Region labeling records ->
>>>>>
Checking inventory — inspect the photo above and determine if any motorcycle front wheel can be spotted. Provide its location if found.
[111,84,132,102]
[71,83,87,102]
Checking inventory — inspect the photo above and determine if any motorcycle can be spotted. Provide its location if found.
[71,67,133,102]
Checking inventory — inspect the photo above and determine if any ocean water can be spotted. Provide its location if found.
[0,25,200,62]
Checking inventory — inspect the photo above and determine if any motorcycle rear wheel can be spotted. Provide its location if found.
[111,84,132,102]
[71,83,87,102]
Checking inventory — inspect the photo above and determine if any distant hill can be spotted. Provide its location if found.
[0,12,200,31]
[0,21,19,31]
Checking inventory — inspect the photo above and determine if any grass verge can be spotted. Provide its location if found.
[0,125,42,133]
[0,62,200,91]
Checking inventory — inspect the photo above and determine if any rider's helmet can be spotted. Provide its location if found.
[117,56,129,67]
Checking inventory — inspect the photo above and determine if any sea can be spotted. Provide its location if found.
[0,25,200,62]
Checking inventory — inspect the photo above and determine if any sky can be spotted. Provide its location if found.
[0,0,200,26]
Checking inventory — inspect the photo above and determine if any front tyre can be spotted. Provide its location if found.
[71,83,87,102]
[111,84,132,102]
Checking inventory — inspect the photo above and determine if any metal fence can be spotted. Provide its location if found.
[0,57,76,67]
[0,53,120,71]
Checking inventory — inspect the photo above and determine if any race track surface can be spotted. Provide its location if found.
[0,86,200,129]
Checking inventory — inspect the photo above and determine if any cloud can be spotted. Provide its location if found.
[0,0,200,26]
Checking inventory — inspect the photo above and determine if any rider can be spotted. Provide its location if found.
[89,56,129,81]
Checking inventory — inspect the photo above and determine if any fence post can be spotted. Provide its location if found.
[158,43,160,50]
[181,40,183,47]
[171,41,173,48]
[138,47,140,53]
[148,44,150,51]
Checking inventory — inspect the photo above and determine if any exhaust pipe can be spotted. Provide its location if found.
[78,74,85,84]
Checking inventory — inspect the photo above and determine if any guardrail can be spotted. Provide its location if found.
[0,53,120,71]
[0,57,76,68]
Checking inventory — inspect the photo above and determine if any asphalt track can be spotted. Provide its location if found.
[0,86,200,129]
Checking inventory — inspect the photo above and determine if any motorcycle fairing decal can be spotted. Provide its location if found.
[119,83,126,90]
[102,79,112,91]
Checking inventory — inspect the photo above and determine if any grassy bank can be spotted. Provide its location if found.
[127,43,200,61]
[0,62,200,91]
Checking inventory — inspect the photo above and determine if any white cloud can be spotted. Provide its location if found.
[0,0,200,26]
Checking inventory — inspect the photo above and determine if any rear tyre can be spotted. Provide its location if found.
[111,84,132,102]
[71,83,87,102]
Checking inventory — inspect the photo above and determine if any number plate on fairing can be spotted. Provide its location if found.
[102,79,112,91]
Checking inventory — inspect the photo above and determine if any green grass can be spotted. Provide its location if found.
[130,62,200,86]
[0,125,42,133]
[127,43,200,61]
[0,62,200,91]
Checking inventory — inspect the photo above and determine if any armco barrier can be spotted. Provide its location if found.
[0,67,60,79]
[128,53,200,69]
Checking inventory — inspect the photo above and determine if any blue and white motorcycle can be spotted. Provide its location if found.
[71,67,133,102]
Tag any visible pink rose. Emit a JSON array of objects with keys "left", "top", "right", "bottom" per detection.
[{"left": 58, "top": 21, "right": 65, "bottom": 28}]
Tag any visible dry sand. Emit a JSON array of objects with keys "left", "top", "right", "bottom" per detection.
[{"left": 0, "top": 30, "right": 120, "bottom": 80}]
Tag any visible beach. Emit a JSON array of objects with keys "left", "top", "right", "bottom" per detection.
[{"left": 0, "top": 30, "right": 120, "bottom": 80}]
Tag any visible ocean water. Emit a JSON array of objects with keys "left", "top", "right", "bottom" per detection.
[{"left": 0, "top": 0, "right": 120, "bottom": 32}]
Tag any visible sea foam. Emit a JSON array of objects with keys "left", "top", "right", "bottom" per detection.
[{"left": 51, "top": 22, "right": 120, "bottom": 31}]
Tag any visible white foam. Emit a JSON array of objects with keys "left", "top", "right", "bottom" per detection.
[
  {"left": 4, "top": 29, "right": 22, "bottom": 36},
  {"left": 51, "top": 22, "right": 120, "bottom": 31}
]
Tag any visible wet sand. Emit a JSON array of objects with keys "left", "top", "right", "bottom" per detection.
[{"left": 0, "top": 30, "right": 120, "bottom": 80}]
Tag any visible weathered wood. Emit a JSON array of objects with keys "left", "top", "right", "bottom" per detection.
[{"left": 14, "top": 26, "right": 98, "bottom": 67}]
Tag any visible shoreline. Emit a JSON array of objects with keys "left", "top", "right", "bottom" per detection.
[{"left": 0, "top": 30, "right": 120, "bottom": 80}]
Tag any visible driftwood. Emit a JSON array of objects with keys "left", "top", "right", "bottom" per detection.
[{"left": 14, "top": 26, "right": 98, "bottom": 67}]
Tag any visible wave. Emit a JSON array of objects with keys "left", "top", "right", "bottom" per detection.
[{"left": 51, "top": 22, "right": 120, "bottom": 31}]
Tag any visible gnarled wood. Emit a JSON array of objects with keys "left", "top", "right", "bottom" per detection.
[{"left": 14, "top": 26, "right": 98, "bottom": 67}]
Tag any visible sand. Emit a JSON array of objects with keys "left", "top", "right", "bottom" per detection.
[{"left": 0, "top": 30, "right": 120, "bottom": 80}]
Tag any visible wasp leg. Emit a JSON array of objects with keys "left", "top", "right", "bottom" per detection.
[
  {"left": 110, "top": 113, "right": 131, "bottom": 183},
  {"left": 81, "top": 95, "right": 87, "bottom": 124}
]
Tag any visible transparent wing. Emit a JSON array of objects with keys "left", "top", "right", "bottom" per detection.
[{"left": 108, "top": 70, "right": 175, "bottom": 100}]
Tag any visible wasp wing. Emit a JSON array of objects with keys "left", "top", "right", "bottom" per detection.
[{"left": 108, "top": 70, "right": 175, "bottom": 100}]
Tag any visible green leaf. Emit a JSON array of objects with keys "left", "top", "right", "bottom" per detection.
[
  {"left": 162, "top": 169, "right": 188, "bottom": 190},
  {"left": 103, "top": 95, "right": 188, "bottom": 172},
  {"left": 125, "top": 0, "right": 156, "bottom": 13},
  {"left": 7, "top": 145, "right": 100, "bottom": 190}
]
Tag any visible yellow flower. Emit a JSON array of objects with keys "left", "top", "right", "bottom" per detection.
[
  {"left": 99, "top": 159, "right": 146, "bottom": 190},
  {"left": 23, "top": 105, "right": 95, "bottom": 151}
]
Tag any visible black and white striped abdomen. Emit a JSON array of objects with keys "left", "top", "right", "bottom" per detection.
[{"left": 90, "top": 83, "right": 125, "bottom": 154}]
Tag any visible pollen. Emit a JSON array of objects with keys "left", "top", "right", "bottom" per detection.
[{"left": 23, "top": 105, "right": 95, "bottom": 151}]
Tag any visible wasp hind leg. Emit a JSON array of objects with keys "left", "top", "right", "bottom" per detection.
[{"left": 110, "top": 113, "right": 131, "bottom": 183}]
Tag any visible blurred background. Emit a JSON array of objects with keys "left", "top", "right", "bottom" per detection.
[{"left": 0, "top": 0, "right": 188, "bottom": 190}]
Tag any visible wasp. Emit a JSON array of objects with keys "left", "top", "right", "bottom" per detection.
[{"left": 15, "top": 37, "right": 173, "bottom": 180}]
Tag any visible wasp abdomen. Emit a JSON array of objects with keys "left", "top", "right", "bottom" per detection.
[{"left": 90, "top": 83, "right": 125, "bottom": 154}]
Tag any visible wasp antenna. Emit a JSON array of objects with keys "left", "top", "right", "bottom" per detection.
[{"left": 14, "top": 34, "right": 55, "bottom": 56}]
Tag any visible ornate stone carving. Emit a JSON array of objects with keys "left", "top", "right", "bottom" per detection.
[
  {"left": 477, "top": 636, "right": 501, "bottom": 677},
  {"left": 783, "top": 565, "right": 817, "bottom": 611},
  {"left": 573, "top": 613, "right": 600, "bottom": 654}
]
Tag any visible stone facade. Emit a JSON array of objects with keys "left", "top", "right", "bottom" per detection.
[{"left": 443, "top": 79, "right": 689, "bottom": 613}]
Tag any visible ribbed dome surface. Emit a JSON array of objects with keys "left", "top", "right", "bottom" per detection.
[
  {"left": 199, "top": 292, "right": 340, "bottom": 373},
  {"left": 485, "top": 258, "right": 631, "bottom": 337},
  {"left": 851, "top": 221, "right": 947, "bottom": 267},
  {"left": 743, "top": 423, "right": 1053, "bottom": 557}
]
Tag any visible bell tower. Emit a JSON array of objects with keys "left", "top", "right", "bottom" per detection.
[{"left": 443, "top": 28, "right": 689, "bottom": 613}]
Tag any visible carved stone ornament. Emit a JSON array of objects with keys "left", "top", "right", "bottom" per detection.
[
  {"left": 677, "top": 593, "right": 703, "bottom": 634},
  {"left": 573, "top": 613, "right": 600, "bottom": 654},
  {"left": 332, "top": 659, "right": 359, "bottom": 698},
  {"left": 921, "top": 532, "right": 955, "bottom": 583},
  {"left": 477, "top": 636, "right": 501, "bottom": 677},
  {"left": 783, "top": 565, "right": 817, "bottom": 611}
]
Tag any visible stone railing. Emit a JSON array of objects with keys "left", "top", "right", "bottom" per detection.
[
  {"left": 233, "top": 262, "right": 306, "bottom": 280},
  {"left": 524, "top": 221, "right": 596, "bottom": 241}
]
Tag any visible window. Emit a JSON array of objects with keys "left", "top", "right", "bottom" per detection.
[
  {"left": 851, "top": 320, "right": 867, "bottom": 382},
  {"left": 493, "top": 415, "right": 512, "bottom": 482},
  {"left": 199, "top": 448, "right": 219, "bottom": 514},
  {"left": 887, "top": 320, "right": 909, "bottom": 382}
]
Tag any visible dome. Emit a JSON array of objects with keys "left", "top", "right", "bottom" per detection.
<<<<<
REQUIREMENTS -> With the line containing "Tag any visible stone railing." as the first and the last line of the records as the final one, print exactly the lines in that span.

WRITTEN RESPONSE ->
Tag any visible stone railing. Emit a JSON array of objects with keys "left", "top", "right", "bottom" per detection.
[
  {"left": 233, "top": 262, "right": 306, "bottom": 280},
  {"left": 524, "top": 221, "right": 596, "bottom": 241}
]
Tag any visible window. Emit a JSON array of objects with keys "left", "top", "right", "bottom" per detection.
[
  {"left": 851, "top": 320, "right": 867, "bottom": 382},
  {"left": 493, "top": 415, "right": 512, "bottom": 482},
  {"left": 199, "top": 448, "right": 219, "bottom": 514},
  {"left": 887, "top": 320, "right": 909, "bottom": 382}
]
Tag any visible dome. Emit a JSON array of objects with keys "left", "top", "right", "bottom" per detection.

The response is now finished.